--- Texto dado ---
»»

Las creencias son así un producto fatalmente pasajero del entendimiento humano en crecimiento incesante desde que se puso en marcha huyendo del mal y buscando el bien. Todo lo que ha sido materia de los terrores y de las esperanzas de los hombres en una época o en un estado de la evolución progresiva de la humanidad civilizada, ha perdido su valor en las subsiguientes. En el árbol de la vida síquica, las hojas envejecen también, se secan, se caen y son reemplazadas por otras en la subsiguiente primavera del espíritu. En la inmensidad del tiempo, toda teoría de la vida es como la paja que lleva el viento, como el árbol que crece en el suelo y que no puede instituirse por sí mismo en ejemplar único y definitivo del reino vegetal sobre la tierra.

««

--- Tus tareas ---
a – Copia literalmente el pasaje del texto sobre las creencias que va de "Las creencias son" a "sobre la tierra.".
b – Prosigue el texto sobre las creencias a partir de su última oración.

Datos de localización con un punto por instancia
»»

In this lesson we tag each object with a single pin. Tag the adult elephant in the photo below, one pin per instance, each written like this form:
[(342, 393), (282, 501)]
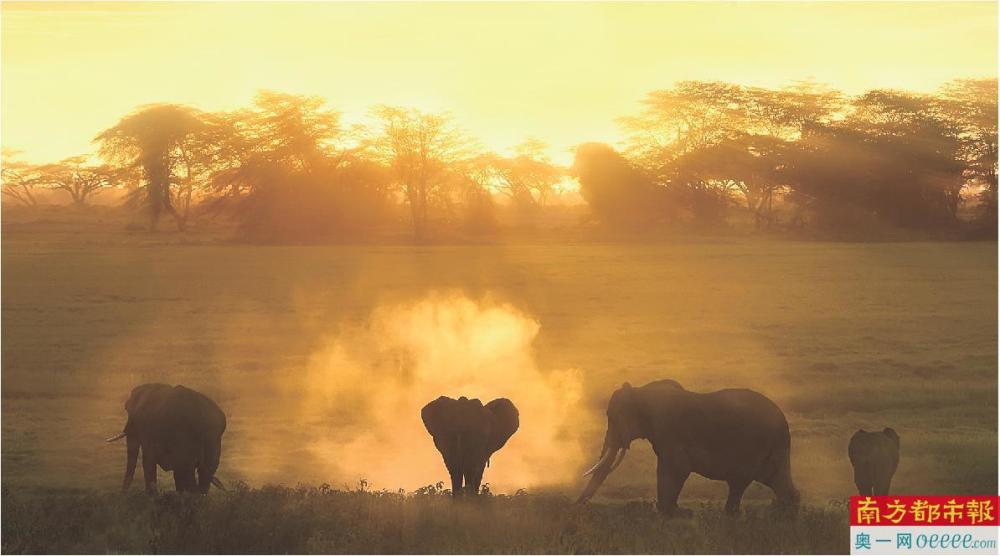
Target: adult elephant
[(176, 428), (737, 436), (467, 433), (874, 456)]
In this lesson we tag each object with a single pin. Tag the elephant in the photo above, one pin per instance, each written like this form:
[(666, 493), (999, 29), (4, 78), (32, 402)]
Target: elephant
[(176, 428), (467, 433), (734, 435), (875, 456)]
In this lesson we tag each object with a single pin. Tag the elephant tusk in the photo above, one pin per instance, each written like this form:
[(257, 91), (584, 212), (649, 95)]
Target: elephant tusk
[(604, 459), (118, 436)]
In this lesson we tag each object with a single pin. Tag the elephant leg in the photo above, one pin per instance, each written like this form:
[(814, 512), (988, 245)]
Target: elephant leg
[(881, 482), (456, 483), (132, 447), (670, 479), (184, 479), (207, 469), (780, 480), (863, 480), (149, 471), (474, 478), (736, 489)]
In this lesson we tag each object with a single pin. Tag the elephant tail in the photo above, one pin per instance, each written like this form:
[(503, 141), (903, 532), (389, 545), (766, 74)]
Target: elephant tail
[(779, 476)]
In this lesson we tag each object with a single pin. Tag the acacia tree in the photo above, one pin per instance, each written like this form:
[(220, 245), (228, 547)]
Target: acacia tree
[(18, 179), (149, 142), (971, 104), (420, 148), (712, 141), (77, 178)]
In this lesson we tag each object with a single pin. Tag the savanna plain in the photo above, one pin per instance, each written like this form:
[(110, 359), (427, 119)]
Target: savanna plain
[(321, 357)]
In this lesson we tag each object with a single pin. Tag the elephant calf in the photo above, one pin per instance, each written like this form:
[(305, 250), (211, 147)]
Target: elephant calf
[(176, 428), (467, 433), (875, 456)]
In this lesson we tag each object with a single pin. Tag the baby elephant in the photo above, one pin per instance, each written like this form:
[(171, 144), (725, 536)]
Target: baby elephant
[(874, 456), (467, 433), (177, 429)]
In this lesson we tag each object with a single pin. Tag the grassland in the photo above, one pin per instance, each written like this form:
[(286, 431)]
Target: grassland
[(841, 335), (277, 520)]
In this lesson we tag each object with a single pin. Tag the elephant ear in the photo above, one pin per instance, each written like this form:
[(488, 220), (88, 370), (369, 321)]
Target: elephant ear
[(433, 415), (505, 423)]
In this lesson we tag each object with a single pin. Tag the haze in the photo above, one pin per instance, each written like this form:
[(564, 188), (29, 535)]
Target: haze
[(562, 73)]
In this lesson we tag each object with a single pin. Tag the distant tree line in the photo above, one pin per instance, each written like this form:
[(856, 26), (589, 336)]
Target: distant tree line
[(801, 157), (700, 155)]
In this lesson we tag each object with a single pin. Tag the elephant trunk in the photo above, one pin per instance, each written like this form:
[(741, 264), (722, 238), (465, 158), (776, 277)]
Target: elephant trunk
[(611, 457)]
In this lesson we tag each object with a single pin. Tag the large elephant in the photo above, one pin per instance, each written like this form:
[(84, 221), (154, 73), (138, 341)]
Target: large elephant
[(467, 433), (737, 436), (875, 456), (176, 428)]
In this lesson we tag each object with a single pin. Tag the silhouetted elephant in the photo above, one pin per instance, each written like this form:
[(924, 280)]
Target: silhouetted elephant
[(467, 434), (176, 428), (737, 436), (875, 456)]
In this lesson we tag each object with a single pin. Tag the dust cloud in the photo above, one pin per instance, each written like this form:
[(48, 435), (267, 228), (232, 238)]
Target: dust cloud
[(363, 390)]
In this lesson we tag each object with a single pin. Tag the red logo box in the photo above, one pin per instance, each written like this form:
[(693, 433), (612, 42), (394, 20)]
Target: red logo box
[(924, 510)]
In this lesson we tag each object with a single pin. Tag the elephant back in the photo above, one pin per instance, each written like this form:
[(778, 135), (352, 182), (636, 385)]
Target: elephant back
[(195, 413)]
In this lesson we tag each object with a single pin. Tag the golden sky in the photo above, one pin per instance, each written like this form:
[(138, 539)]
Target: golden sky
[(561, 72)]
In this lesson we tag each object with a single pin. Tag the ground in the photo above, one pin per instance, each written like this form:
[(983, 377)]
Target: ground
[(841, 335)]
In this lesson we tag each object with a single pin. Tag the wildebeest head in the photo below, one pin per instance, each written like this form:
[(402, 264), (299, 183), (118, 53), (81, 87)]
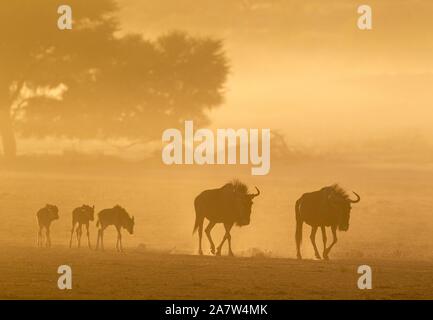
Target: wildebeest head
[(128, 223), (53, 211), (89, 211), (341, 204), (243, 202)]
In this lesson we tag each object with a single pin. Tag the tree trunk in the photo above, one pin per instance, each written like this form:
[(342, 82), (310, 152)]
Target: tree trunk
[(7, 135)]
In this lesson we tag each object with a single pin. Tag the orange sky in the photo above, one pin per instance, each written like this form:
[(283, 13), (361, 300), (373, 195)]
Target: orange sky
[(304, 68)]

««

--- Lista de respuestas ---
a –
Las creencias son así un producto fatalmente pasajero del entendimiento humano en crecimiento incesante desde que se puso en marcha huyendo del mal y buscando el bien. Todo lo que ha sido materia de los terrores y de las esperanzas de los hombres en una época o en un estado de la evolución progresiva de la humanidad civilizada, ha perdido su valor en las subsiguientes. En el árbol de la vida síquica, las hojas envejecen también, se secan, se caen y son reemplazadas por otras en la subsiguiente primavera del espíritu. En la inmensidad del tiempo, toda teoría de la vida es como la paja que lleva el viento, como el árbol que crece en el suelo y que no puede instituirse por sí mismo en ejemplar único y definitivo del reino vegetal sobre la tierra.

b –
EL MENSAJE DE LA ESFINGE

El primer rompecabezas en que se estrellaron los primeros caviladores ansiosos de saber misterios interrogando a la Esfinge, fue, sin duda, el fenómeno siempre imponente y universal de la muerte. Y una vez asomados al "agujero de sombra", y puestos a resolver el insoluble enigma, el deseo de ser y la imposibilidad de pensarse no siendo, les llevaron fatalmente a imaginarse una continuación ulterior de la vida.

Y aquí fue Troya, pues la emigración de los habitantes de las tumbas y la invasión del mundo de los vivos por los muertos, que se enseñoreaban de todas las cosas y de todas las gentes, esparciendo sobre los dominios de la vida las fatídicas tinieblas del reino de la nada, empezó entonces, y no ha concluido aún, sino para una feliz minoría de afortunados que ha conseguido ya escapar a la incontrarrestable tiranía de los potentados de la eternidad y a la abrumadora carga de sus representantes en la actualidad.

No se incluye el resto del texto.